Activity: The answer should contain all of the data, retyped without any alteration.

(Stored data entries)

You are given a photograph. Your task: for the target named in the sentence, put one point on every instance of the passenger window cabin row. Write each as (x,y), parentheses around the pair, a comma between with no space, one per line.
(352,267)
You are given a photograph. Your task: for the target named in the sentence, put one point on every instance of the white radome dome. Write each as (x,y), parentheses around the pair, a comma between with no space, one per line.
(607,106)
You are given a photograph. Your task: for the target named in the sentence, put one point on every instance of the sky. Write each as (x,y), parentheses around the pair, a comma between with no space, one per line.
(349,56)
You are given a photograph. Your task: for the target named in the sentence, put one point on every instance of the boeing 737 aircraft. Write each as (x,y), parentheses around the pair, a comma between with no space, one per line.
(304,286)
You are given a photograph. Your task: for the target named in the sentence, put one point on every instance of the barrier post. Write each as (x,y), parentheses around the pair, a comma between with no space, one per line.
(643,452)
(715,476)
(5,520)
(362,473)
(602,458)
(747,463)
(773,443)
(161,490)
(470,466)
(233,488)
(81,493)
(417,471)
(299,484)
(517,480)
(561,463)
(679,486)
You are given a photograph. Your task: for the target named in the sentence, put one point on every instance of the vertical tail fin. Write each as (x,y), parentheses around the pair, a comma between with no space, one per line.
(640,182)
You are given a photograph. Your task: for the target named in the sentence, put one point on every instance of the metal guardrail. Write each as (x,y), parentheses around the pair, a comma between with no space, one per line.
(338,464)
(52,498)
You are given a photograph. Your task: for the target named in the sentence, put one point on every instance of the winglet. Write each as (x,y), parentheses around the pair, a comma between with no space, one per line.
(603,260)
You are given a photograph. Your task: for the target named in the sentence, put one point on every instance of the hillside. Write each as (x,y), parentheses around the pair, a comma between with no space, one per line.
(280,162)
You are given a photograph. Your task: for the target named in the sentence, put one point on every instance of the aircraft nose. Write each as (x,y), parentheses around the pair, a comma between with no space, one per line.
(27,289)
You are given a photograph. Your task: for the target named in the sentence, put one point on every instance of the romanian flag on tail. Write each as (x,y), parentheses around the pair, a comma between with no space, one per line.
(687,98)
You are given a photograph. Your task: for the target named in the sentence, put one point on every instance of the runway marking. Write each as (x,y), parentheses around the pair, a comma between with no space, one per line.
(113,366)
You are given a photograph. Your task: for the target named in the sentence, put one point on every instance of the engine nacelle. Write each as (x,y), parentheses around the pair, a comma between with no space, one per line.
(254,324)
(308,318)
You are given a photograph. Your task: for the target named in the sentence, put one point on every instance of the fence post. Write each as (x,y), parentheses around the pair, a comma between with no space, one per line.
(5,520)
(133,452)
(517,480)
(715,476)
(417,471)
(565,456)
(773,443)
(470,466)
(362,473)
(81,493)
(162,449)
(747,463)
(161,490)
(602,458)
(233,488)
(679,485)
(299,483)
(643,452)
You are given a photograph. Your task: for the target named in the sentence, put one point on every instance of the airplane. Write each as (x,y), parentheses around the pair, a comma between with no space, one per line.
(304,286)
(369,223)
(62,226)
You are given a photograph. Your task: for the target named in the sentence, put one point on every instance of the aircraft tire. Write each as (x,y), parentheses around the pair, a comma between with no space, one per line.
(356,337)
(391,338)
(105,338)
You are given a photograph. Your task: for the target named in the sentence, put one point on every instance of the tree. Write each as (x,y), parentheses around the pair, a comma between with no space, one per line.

Solution for this task:
You are given a photograph. Your task: for the target named in the sentence, put one point on every instance of the passenger window cabin row. Write each as (x,y), parentheses around the pair, a comma between with no space, one per line.
(352,267)
You are given a photograph. Your task: for the target named in the sentence, put one point on every instance of the white radome dome. Write each as (x,y), parentheses around the pair, a comma between with no space, one per line.
(607,106)
You are given a photograph. Your task: for the target named in the sentence, put one point on every instance of the sky. Write each as (x,y), parentheses around the pair, a comma between with no space, one per line.
(349,56)
You are given a photograph. Your task: for the target named in the sentence, put one point on every instance of the boeing 737 aircraft. Write each as (x,y), parentheses around the pair, a comma between with no space, one per line.
(304,286)
You are given a photograph. Your task: for the target named in the sentence, put one point on every instance of the barrier post. Write each as (x,y), parentheses around the pair, a comma between with no space, one per line.
(643,452)
(715,476)
(5,520)
(362,473)
(602,458)
(747,463)
(773,443)
(161,490)
(470,466)
(233,488)
(81,493)
(417,471)
(299,484)
(517,480)
(561,463)
(679,486)
You are given a photograph. Your task: for the target named in the sentence, put one point on every instance of the vertical tail fin. Write each as (x,y), parentheses around the pair, a comma between with no space, one per line.
(640,182)
You are given a photograph. Your task: for the target named in the sentence, put one point on every instance of the metal guardrail. Write each as (x,y), parentheses around the pair, a comma between with no space, one per line.
(338,464)
(52,498)
You are given a photograph. Your task: for the target named in the sentence, put one point on every instance of the winglet. Write each as (x,y), parentheses around the pair, a comma between with no space, one per line.
(603,260)
You are given a photograph. Your task: for the target named in the sentence, put one point on every instance of the hillside. Write each as (x,y), parentheses around the pair, a comma between with no space, one per line.
(280,162)
You are given a photograph. Your task: for the target named in the sentence, put one point on every instance of the aircraft nose. Write each as (x,y), parentheses around the pair, a comma between with no space, one per line.
(27,289)
You are given a photograph. Your task: for the target named in the sentence, put one point on every instance of the romanian flag on tail. Write each as (x,y), parentheses around the pair, a comma between with no space, one per line.
(687,98)
You are given a photograph. Your task: for the target named in the sentence, put one point on every instance of the runway marking. Write each as (x,y), parentheses around the pair, a comma between with no space, one per line.
(113,366)
You are given a photograph. Your task: for the target named in the sentence, put one point on every instance of the engine nacelle. Write each as (x,y), parentheses around the pair, a comma between with no space, one per line.
(254,324)
(308,318)
You are given a photograph. Your task: for the target named in the sentence, put one point on every instance of the fence post. Write each as (x,y), parentheses around the pair, a comma between with no space, one per line.
(5,520)
(133,452)
(517,480)
(715,476)
(417,471)
(565,456)
(773,443)
(470,466)
(362,473)
(81,493)
(162,449)
(747,463)
(161,490)
(602,458)
(233,488)
(679,485)
(299,483)
(643,452)
You are given a photograph. Your task: for the target named in the sentence, put one point on every instance of the airplane. Write each as (x,y), parentheses around the pair, a comma between with no space, one per line.
(304,286)
(369,223)
(62,226)
You are given a photograph. Your task: for the target named in the sentence, put one point on every instance of the aircraft tire. Write each as (x,y), parentheses around the pair, a comma between with no space, one per line.
(356,337)
(391,338)
(105,338)
You are given a photograph. Your task: for the target named in the sentence, put one point on every instance of the tree. Write each as (x,y), parentheses around the pair, a comma between with no space, one per line.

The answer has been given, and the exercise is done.